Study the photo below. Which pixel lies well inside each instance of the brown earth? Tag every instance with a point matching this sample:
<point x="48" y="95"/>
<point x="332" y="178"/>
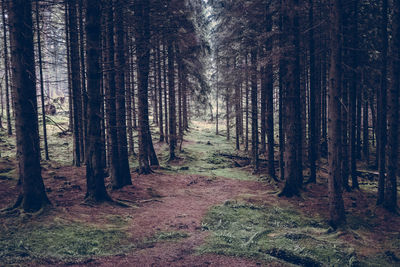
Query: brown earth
<point x="166" y="202"/>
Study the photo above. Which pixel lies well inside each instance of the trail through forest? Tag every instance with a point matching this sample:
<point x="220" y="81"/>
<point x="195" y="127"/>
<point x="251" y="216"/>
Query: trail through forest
<point x="203" y="209"/>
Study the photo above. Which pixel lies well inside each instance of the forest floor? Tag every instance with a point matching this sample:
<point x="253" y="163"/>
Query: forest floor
<point x="205" y="209"/>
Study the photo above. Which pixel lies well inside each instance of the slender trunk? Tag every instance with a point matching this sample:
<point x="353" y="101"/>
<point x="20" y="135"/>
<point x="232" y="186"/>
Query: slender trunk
<point x="133" y="89"/>
<point x="365" y="127"/>
<point x="382" y="109"/>
<point x="336" y="205"/>
<point x="390" y="198"/>
<point x="33" y="196"/>
<point x="281" y="100"/>
<point x="120" y="65"/>
<point x="247" y="102"/>
<point x="291" y="68"/>
<point x="76" y="80"/>
<point x="237" y="111"/>
<point x="270" y="119"/>
<point x="165" y="90"/>
<point x="171" y="104"/>
<point x="68" y="48"/>
<point x="142" y="21"/>
<point x="6" y="66"/>
<point x="185" y="119"/>
<point x="46" y="148"/>
<point x="217" y="97"/>
<point x="155" y="101"/>
<point x="160" y="89"/>
<point x="312" y="143"/>
<point x="114" y="168"/>
<point x="263" y="111"/>
<point x="83" y="80"/>
<point x="254" y="109"/>
<point x="96" y="190"/>
<point x="128" y="95"/>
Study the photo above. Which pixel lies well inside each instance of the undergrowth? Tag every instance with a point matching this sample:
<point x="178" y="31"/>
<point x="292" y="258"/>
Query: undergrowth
<point x="60" y="242"/>
<point x="271" y="232"/>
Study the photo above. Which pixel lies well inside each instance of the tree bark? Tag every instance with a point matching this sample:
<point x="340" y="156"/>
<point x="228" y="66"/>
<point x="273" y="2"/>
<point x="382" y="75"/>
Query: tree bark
<point x="114" y="168"/>
<point x="160" y="90"/>
<point x="142" y="9"/>
<point x="165" y="90"/>
<point x="291" y="70"/>
<point x="312" y="143"/>
<point x="96" y="190"/>
<point x="254" y="111"/>
<point x="382" y="108"/>
<point x="336" y="205"/>
<point x="171" y="104"/>
<point x="33" y="196"/>
<point x="6" y="67"/>
<point x="120" y="65"/>
<point x="46" y="148"/>
<point x="390" y="198"/>
<point x="76" y="81"/>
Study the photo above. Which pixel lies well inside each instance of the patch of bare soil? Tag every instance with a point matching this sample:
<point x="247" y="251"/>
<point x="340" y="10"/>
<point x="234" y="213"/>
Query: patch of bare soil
<point x="160" y="203"/>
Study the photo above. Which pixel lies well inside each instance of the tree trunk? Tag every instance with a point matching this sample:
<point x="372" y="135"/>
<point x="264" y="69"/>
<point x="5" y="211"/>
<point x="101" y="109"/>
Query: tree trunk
<point x="46" y="148"/>
<point x="83" y="79"/>
<point x="365" y="127"/>
<point x="390" y="199"/>
<point x="217" y="97"/>
<point x="76" y="81"/>
<point x="6" y="66"/>
<point x="263" y="111"/>
<point x="114" y="168"/>
<point x="336" y="205"/>
<point x="270" y="118"/>
<point x="96" y="190"/>
<point x="160" y="90"/>
<point x="247" y="102"/>
<point x="291" y="69"/>
<point x="237" y="111"/>
<point x="142" y="9"/>
<point x="312" y="143"/>
<point x="171" y="93"/>
<point x="254" y="111"/>
<point x="382" y="108"/>
<point x="120" y="65"/>
<point x="32" y="197"/>
<point x="128" y="95"/>
<point x="165" y="90"/>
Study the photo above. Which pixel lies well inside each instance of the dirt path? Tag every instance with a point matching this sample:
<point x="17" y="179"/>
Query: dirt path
<point x="183" y="203"/>
<point x="162" y="225"/>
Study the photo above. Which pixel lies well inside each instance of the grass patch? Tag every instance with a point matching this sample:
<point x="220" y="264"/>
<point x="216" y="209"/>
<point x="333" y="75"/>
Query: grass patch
<point x="60" y="242"/>
<point x="271" y="233"/>
<point x="203" y="155"/>
<point x="169" y="236"/>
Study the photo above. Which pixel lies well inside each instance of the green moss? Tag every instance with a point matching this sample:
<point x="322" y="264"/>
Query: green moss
<point x="245" y="230"/>
<point x="169" y="236"/>
<point x="60" y="242"/>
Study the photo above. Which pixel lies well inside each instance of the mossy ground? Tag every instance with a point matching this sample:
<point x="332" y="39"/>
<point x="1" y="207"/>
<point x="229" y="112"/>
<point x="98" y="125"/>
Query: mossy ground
<point x="60" y="241"/>
<point x="73" y="242"/>
<point x="238" y="228"/>
<point x="247" y="230"/>
<point x="203" y="154"/>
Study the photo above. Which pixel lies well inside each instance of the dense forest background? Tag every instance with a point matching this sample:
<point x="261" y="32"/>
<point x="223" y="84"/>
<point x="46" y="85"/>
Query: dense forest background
<point x="291" y="106"/>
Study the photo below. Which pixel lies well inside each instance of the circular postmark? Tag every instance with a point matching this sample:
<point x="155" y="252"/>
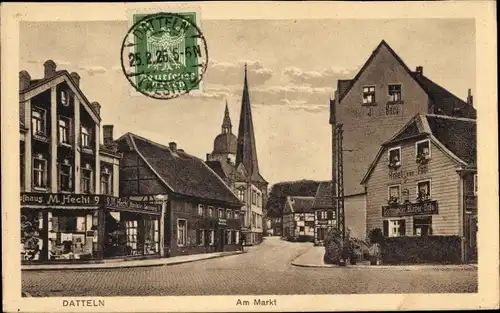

+ + + +

> _PROBLEM STATEMENT_: Reproduce every line of the data above, from the line containing "of the dense" down to the end of the data, without any change, and omit the pictures.

> _FULL SOLUTION_:
Study the photo above. Which pixel lies well inside each instance of the dense forest background? Tag every instance with a point matching this sample:
<point x="261" y="32"/>
<point x="223" y="84"/>
<point x="46" y="85"/>
Query: dense forest background
<point x="291" y="106"/>
Study the photo below. Which pixel lies well inside each instance of the circular postmark? Tag every instance with a point matching this sample:
<point x="155" y="252"/>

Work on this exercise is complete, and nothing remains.